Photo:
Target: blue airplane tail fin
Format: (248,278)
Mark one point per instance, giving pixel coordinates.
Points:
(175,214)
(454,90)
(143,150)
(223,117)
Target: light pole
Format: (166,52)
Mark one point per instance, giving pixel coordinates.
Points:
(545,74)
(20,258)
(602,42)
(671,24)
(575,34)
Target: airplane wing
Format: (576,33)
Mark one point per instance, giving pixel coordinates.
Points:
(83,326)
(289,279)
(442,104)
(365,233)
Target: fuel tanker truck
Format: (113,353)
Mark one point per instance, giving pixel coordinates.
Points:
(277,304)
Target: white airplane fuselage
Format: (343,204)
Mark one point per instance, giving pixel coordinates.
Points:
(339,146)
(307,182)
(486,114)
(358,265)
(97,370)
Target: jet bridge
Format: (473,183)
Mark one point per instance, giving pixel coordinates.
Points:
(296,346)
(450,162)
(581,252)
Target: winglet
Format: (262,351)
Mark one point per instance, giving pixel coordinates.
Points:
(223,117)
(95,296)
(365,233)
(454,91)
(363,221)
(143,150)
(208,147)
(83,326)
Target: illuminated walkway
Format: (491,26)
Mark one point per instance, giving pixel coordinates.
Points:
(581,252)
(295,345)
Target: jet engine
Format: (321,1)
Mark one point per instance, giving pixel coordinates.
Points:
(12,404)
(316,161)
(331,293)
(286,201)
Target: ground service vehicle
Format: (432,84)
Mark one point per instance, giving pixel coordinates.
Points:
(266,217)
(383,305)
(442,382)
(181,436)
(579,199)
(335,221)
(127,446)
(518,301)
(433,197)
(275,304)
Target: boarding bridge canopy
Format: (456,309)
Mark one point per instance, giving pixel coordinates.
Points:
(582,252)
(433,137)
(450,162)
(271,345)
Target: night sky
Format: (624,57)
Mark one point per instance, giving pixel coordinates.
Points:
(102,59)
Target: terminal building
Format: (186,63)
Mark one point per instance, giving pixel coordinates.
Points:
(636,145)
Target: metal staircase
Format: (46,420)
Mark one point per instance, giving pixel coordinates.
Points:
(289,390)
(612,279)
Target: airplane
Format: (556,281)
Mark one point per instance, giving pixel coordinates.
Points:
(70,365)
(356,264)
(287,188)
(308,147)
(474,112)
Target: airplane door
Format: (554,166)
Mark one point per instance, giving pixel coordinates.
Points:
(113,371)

****************

**What you will do:** Lines from the one containing "Target: terminal building" to the last line above, both included: copy these exactly and write nothing else.

**Your response:**
Target: terminal building
Format: (186,63)
Mark one point per instance, giving pixel coordinates.
Points:
(636,145)
Target: metal staircase
Format: (46,420)
Mark one point per instance, giving pixel coordinates.
Points:
(289,390)
(612,279)
Target: airplane
Format: (556,281)
Mark one point per instance, giving pixel coordinates.
Points:
(70,365)
(356,264)
(287,188)
(308,147)
(474,112)
Target: airplane door
Format: (554,166)
Mark one point per instance, giving pixel coordinates.
Points:
(113,371)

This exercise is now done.